■ Excerpts from a dataset

== == ==

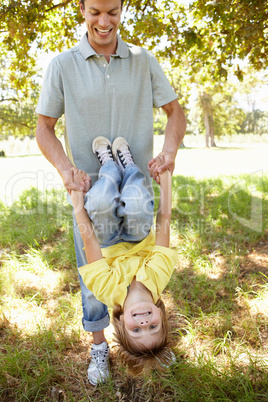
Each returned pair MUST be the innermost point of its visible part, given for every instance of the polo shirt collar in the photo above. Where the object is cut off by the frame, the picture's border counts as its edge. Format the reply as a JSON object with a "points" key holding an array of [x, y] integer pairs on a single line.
{"points": [[87, 51]]}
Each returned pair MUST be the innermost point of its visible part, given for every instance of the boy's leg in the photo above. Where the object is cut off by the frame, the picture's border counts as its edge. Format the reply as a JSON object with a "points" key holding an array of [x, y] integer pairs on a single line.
{"points": [[136, 202], [95, 314], [102, 202], [136, 205]]}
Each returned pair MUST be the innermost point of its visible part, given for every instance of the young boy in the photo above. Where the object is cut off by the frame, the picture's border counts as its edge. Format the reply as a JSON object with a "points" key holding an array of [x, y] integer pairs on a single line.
{"points": [[128, 267]]}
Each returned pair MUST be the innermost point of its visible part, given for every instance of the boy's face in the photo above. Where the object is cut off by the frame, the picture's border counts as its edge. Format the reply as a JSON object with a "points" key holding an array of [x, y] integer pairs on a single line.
{"points": [[143, 323]]}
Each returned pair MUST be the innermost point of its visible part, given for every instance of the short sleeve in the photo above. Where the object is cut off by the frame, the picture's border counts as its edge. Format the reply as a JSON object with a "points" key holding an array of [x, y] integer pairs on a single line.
{"points": [[163, 92], [51, 100]]}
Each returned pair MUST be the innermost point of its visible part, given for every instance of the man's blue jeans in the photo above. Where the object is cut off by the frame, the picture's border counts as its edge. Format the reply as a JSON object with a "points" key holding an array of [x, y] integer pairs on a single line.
{"points": [[121, 209]]}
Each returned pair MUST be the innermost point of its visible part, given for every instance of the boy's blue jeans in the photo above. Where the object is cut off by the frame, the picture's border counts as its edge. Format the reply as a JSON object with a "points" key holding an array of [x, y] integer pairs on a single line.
{"points": [[121, 209]]}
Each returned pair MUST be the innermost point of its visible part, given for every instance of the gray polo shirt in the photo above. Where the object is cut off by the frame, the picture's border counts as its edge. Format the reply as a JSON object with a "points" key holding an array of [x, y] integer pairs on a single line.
{"points": [[113, 99]]}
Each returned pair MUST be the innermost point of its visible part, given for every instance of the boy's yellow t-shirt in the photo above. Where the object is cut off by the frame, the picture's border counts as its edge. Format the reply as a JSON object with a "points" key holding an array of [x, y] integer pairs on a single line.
{"points": [[109, 277]]}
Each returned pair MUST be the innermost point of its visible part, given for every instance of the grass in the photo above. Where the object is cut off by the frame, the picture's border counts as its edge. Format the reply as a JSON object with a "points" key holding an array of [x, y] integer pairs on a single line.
{"points": [[217, 300]]}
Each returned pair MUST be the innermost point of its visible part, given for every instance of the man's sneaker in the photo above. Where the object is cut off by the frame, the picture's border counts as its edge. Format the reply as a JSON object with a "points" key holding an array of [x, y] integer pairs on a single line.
{"points": [[98, 369], [102, 147], [121, 152]]}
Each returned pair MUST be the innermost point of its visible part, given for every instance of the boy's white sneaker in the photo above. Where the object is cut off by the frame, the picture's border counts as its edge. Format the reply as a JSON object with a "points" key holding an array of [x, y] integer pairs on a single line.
{"points": [[102, 148], [98, 369], [121, 152]]}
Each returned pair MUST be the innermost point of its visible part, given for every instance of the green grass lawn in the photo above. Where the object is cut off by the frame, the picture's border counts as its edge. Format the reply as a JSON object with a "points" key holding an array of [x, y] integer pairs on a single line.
{"points": [[217, 300]]}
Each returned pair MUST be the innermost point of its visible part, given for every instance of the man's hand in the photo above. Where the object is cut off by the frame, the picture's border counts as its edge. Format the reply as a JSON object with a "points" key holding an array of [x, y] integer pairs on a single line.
{"points": [[162, 162], [69, 182]]}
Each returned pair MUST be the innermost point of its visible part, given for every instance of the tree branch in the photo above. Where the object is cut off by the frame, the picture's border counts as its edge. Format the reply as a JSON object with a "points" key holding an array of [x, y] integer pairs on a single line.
{"points": [[9, 99], [63, 4]]}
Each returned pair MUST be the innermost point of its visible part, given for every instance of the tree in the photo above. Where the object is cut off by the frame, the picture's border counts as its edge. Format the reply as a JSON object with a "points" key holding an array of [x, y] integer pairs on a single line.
{"points": [[212, 32]]}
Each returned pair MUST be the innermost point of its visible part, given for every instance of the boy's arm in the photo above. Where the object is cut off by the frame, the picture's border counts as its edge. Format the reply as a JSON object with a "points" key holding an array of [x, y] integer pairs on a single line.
{"points": [[164, 210], [91, 244]]}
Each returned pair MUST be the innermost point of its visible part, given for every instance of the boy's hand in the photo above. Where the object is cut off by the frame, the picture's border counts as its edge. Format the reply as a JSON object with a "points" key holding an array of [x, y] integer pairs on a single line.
{"points": [[81, 180], [162, 162]]}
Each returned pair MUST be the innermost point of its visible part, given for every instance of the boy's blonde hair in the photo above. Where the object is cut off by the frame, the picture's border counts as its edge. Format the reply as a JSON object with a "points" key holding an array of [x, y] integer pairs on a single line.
{"points": [[136, 357]]}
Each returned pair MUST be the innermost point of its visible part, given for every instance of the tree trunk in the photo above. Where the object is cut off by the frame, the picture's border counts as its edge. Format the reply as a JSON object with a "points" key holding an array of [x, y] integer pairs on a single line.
{"points": [[207, 125], [211, 131]]}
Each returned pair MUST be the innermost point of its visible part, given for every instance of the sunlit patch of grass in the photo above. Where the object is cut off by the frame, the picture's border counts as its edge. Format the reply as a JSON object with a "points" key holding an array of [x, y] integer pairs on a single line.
{"points": [[216, 301]]}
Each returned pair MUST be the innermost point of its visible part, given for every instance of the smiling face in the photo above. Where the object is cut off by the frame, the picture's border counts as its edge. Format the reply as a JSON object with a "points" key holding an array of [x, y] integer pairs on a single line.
{"points": [[143, 323], [102, 19]]}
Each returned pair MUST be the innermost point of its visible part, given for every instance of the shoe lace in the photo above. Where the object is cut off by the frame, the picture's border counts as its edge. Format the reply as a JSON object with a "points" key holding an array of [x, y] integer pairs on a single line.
{"points": [[100, 357], [125, 156], [105, 155]]}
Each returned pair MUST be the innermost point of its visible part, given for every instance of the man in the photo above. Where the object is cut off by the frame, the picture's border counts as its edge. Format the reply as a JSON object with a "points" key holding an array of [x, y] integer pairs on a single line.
{"points": [[108, 88]]}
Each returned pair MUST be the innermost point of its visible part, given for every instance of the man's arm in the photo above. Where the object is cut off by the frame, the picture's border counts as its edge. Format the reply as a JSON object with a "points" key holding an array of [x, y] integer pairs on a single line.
{"points": [[164, 210], [91, 244], [174, 133], [52, 149]]}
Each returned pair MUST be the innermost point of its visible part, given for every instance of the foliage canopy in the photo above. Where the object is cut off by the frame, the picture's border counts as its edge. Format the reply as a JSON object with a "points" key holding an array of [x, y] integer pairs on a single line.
{"points": [[213, 33]]}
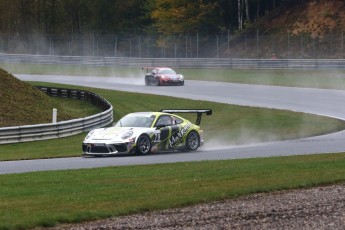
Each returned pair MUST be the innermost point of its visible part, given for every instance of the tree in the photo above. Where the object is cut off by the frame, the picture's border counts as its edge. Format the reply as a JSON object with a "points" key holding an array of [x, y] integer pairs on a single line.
{"points": [[185, 17]]}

== == ==

■ What is needed
Please return every record above exactly, but leave out the pictures.

■ Answer to this problem
Each returned pair MUST be the innermost point of its visible part, given for every instance of the polo shirt collar in the photo above. Where the object is cut off by the frame, the picture's border counts as its edge. Format the reply as a JSON object with a "points" key holding an array of [x, y] integer pairs on a single line.
{"points": [[87, 51]]}
Each returned pair MUST be the innermost point of its visible part, given for every instance of the boy's leg in the photo above. Where the object is cut off by the frame, the picture's border counts as its edge. Format the reply as a JSON object with a "points" key holding an array of [x, y] integer pairs on a single line.
{"points": [[136, 202], [95, 314], [102, 202], [136, 205]]}
Each returned pair MUST be the innermost point of its visible part, given for every instance of the young boy in the photo above. Where the object is cut off by the frame, the picture's border counts as its edge. Format the reply as a JSON object with a "points" key holding an array of [x, y] integer pairs on a single line.
{"points": [[128, 267]]}
Each returned pair MUST be the innermost point of its visible part, given for every instance of the boy's face in the photo above. Where the object is cut off by the frame, the picture's border counts as its edge. Format the reply as a JSON object with a "points" key holding an array of [x, y] integer pairs on a single line.
{"points": [[143, 323]]}
Each returned pair MUST be the innermost point of its visible part, given for every instance of the short sleeve in the photo above. Where the object is cut off by the frame, the picture's border counts as its edge. Format the reply as a JSON object with a "points" key holding an array of [x, y] integer pairs on a single line.
{"points": [[163, 92], [51, 100]]}
Each returned pair MUST be the innermost point of its visible part, given for every instance of the man's blue jeans in the photo above. Where the object is cut off by the frame, the picture's border counts as its edge. Format the reply as a JSON object with a "points" key holding an array of [x, y] integer pairs on a single line.
{"points": [[121, 209]]}
Each returned pair MUST be the innermost point of its visible part, given for every instance of the boy's blue jeans in the photo above. Where the object is cut off by the frame, the picture's border counts as its edge. Format the reply as a JSON object with a "points" key holding an array of [x, y] integer pairs on a single line.
{"points": [[121, 209]]}
Each returned pair MUST be the innermost point of its visible part, given for every instance of the gray polo shirt in the photo above. Where the object is cut off by the frame, the picture's border counts as its edge. Format the reply as a JSON object with a "points" key holding an array of [x, y] integer pairs on a single line.
{"points": [[113, 99]]}
Each returned pair MUST be the innermost point of its visible part, given for every instance of the boy's yellow t-shirt in the photo above. Where the object is cut off by the frame, the picture's border counts as its edge. Format the reply as a JSON object with a "points" key holding an array of [x, y] integer pairs on a single line.
{"points": [[109, 277]]}
Each returned pair MUST be the innermost point of its visible part, given for every instance of the grass in the photo above. Where the object is cut off by the frame, the picture's border counts as its edge. Format the reply as a JSON object with a "points" key holding an array of [x, y] integer pairs on a single line.
{"points": [[217, 300]]}
Each returned pair MUST be the innermost point of its visible part, given for every instance of the man's sneaker in the photo above. Where the object is cut off by the frame, the picture's border counts as its edge. Format the reply as a JSON object with a "points" key holding an array of [x, y] integer pairs on a single line.
{"points": [[98, 369], [102, 147], [121, 152]]}
Each returned pair MUST be the innermost point of its visible part, given for every instance of the boy's white sneaker in the photo above. Where the object is cut off by the frame, the picture's border counts as its edge. Format the reply as a JSON object with a "points" key holding an array of [x, y] integer pairs on a single line.
{"points": [[102, 148], [98, 369], [121, 152]]}
Each returned pair MUST be the innermost point of its visible part, given for every instance of the green grass lawn in the photo above. Where the object is cut off by the frame, the picture's border counts as its edge. Format the reply as a JSON object with a "points" key holding an array of [x, y] integer pairs on a single line.
{"points": [[217, 300]]}
Each returned pair MUST be the innermost point of its visible part, given for every instance of the man's hand in the photo above. Where the object is cut off by the frame, the picture's border counts as its edge. Format the reply as a JSON object with a "points" key holding an array of [x, y] integer pairs on a single line.
{"points": [[162, 162], [69, 182]]}
Each returned pair MUST be the innermost point of its visible part, given for every instance of the tree branch in the photo above. Where the object is cut off by the frame, the picture's border counts as its edge. Format the reply as a JSON object with a "points" key holding an array of [x, y] integer pairs on a single line.
{"points": [[9, 99], [63, 4]]}
Each returned pair MUST be the innermost point of its visible part, given for every instance of the tree in the photo above. Where the object is cut off by the frame, the picture's border counts as its edge. Format the reply as a JSON object with a "points" key holding an array of [x, y] integer pairs on a single line.
{"points": [[212, 32]]}
Each returned pair MUST be the innermost point of its visible part, given for every instance of the boy's arm in the photo above. Where the object is cut off by the frame, the picture's border counts as its edge. Format the reply as a JSON object with a "points" key holding an array of [x, y] integer pairs on a single line.
{"points": [[164, 210], [91, 244]]}
Each returned pair MUST be the innermost point of its visible part, given for every instance of the boy's hand in the photo above. Where the object is cut off by the frame, the picture's border counts as its edge. Format the reply as a JSON object with a "points" key holding an array of [x, y] integer pairs on a single line.
{"points": [[81, 180], [162, 162]]}
Each returned pair MUST be the innermost point of its visible part, given for every instance of the boy's blonde hair in the photo above. Where the object is cut off by the frame, the picture's border counts as its edge. Format the reply as a JSON object with a "points" key holding an array of [x, y] integer pairs on a single line.
{"points": [[136, 357]]}
Each returned pair MUST be the innermost point of its visible part, given for every instance of the tree trunk in the photo above. Where the object is cut off by the frame, the picture's border counts as its edge. Format the reply as a JSON object with a "points" key holding an array of [x, y] integer pairs on a single line.
{"points": [[207, 125], [211, 131]]}
Each returned pair MUST be the innermost point of its visible part, given for every instance of the sunlit patch of grass in the photo above. Where the object is cut off by the frame, the picture's border counts as its edge. Format the reply as a JSON object with a "points" key holding an array of [x, y] integer pairs on a single line.
{"points": [[216, 301]]}
Each returned pair MUST be the innermost point of its visible part, given for every instance of the smiling face in the photo above. Where the object is cut off by the frame, the picture's border counts as its edge. Format the reply as a JSON object with a "points" key holding an array of [x, y] integer pairs on a single line.
{"points": [[143, 323], [102, 19]]}
Each returned pair MUST be the innermost point of its visible part, given for every instance of the shoe lace in the photo above. Where the object is cut off by the frame, the picture's border counts as its edge. Format the reply as a JSON object with a "points" key holding an array of [x, y] integer pairs on a single line.
{"points": [[100, 357], [125, 156], [105, 155]]}
Each returned pair MUST be the innermost point of its visible part, given for every instance of the man in the photo above. Where the object is cut off by the frame, the picture's border counts as its edge. Format the reply as a JSON object with a "points" key holding an array of [x, y] integer pairs on a single line.
{"points": [[108, 88]]}
Each returned pair MUST be the innermost point of its visible part, given for every instance of the man's arm in the photo above. Where the object is cut off by the frame, the picture's border counts as its edge. Format the reply as a JSON object with a "points" key holding an array of [x, y] integer pairs on a single line.
{"points": [[164, 210], [91, 244], [174, 133], [52, 149]]}
Each returned pair MUST be the innermost point of its visible part, given for every instance of the foliage canopy in the photo above. Where the object is cut off by the frame, the picture's border counts as its edge. Format the reply as a JSON object with a "points" key holding an array of [x, y] integer pairs on a single line.
{"points": [[213, 33]]}
Each returned pair MUST be the innermost point of its visible part, given for every instance of the tree in the photo above. Where the object is cut off by the frame, the picture's border counts as its edge. Format the reply as a JSON object with a "points" key holding an array of [x, y] integer pairs on a single line.
{"points": [[185, 17]]}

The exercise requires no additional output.